- [Provided data]

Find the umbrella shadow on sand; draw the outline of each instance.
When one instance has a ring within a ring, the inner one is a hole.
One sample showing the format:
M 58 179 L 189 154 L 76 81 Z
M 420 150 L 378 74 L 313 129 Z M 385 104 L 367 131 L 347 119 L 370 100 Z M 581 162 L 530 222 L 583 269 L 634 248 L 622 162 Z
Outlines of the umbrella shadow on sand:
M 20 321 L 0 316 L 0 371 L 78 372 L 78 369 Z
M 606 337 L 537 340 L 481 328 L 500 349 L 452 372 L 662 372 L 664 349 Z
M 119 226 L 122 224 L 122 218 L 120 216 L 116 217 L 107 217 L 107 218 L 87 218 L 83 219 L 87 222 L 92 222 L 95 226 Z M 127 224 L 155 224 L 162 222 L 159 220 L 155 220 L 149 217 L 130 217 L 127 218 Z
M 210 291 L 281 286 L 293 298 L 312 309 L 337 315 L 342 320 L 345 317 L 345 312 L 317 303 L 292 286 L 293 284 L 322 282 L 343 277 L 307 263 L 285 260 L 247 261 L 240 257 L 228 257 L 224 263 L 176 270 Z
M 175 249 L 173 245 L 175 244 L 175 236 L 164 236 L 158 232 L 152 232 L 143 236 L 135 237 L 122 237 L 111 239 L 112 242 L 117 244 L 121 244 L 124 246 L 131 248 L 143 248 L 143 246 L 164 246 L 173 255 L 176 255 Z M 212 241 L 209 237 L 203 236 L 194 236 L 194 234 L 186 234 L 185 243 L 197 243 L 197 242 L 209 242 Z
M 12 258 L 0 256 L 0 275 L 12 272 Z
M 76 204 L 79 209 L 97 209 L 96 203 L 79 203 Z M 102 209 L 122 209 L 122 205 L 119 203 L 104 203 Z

- [Task details] Copy out the whole listing exactly.

- [Correct output]
Find the umbrella shadow on sand; draw the outline of each instance.
When one instance has a ring within a ring, the inner one is a hole.
One sample showing the format:
M 58 179 L 189 154 L 76 81 Z
M 420 150 L 378 74 L 313 129 Z M 385 104 L 367 131 L 347 119 L 370 100 Z M 581 162 L 530 222 L 583 269 L 634 248 L 622 162 Z
Outlines of the umbrella shadow on sand:
M 20 321 L 0 316 L 0 371 L 78 372 L 78 369 Z
M 606 337 L 537 340 L 481 328 L 500 349 L 452 372 L 662 372 L 664 349 Z
M 119 226 L 122 224 L 122 218 L 120 216 L 116 217 L 107 217 L 107 218 L 87 218 L 83 219 L 87 222 L 92 222 L 95 226 Z M 127 224 L 155 224 L 162 222 L 159 220 L 155 220 L 149 217 L 130 217 L 127 218 Z
M 210 291 L 281 286 L 293 298 L 312 309 L 337 315 L 342 320 L 345 317 L 345 312 L 317 303 L 292 286 L 293 284 L 322 282 L 343 277 L 307 263 L 285 260 L 247 261 L 240 257 L 228 257 L 224 263 L 176 270 Z
M 175 249 L 173 245 L 175 244 L 175 236 L 164 236 L 158 232 L 152 232 L 143 236 L 135 237 L 122 237 L 111 239 L 112 242 L 117 244 L 121 244 L 124 246 L 131 248 L 143 248 L 143 246 L 164 246 L 173 255 L 176 255 Z M 212 241 L 209 237 L 203 236 L 194 236 L 194 234 L 186 234 L 185 243 L 197 243 L 197 242 L 209 242 Z
M 12 258 L 0 256 L 0 275 L 12 272 Z
M 76 204 L 79 209 L 97 209 L 96 203 L 79 203 Z M 102 209 L 122 209 L 122 205 L 119 203 L 104 203 Z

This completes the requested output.